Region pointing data
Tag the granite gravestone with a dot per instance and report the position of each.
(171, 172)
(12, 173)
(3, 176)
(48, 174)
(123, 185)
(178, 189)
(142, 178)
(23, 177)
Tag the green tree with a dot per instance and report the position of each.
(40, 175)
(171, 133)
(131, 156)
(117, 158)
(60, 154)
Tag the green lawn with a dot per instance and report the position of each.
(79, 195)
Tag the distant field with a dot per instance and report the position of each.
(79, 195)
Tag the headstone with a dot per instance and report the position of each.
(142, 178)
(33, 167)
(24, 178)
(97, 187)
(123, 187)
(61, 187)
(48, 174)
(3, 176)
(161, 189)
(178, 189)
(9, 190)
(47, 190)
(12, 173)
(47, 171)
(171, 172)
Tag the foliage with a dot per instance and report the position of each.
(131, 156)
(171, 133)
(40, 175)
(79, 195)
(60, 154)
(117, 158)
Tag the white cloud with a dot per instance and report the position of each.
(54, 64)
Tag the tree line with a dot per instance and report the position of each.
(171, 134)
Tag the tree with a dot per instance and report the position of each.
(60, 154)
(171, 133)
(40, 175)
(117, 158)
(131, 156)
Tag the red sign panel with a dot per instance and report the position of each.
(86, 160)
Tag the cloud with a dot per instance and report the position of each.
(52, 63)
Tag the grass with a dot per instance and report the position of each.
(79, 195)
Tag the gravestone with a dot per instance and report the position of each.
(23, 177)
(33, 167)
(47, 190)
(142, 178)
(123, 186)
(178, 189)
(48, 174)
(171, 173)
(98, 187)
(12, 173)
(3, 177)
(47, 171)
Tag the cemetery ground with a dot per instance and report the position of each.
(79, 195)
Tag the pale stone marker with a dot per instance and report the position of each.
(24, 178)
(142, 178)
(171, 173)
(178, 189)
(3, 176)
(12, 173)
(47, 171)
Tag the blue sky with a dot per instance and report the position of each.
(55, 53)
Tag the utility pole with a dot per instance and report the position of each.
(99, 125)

*WHAT THE EXERCISE ASKS*.
Your reply should hold all the entries, each repeated without a single change.

*EXERCISE RESPONSE*.
Tag the granite gravestone with a dot per instance and report the position of each.
(171, 172)
(12, 173)
(3, 176)
(48, 174)
(123, 185)
(178, 189)
(142, 178)
(23, 177)
Tag the green tree with a dot per instance and report the position of each.
(40, 175)
(171, 133)
(131, 156)
(117, 158)
(60, 154)
Tag the green lawn with a dot per instance and report the position of each.
(79, 195)
Tag the distant field with a dot per instance and report the position of each.
(79, 195)
Tag the headstone with a dot per instance and report the position of each.
(142, 178)
(33, 167)
(24, 178)
(97, 187)
(123, 187)
(61, 187)
(48, 174)
(3, 176)
(161, 189)
(178, 189)
(9, 190)
(47, 190)
(12, 173)
(47, 171)
(171, 172)
Tag the foliage with a dot per instance and report the position of each.
(131, 156)
(171, 133)
(40, 175)
(79, 195)
(60, 154)
(117, 158)
Tag the white cloud with a dot per instance and report the position of each.
(54, 64)
Tag the tree line with a dot per instance and report the position of each.
(171, 134)
Tag the tree with a dot per instance and report the position of each.
(60, 154)
(171, 133)
(40, 175)
(117, 158)
(131, 156)
Tag the red sign panel with a dot per instance and report the position of each.
(86, 160)
Tag the cloud with a dot per instance and report the position of each.
(52, 63)
Tag the grass with a dot per instance and report the position of each.
(79, 195)
Tag the gravestone with a dot per instance and report the position of each.
(23, 177)
(33, 167)
(47, 190)
(142, 178)
(123, 186)
(178, 189)
(48, 174)
(171, 173)
(98, 187)
(12, 173)
(3, 177)
(47, 171)
Tag the cemetery ground with a dot per instance and report the position of each.
(79, 195)
Tag the pale stone marker with a dot per instance and report the position of each.
(24, 178)
(142, 178)
(171, 173)
(178, 189)
(3, 176)
(12, 173)
(47, 171)
Tag the blue sky with a dot per instance and report the position of each.
(55, 53)
Tag the utility pole with a dot per instance and report the position of each.
(99, 125)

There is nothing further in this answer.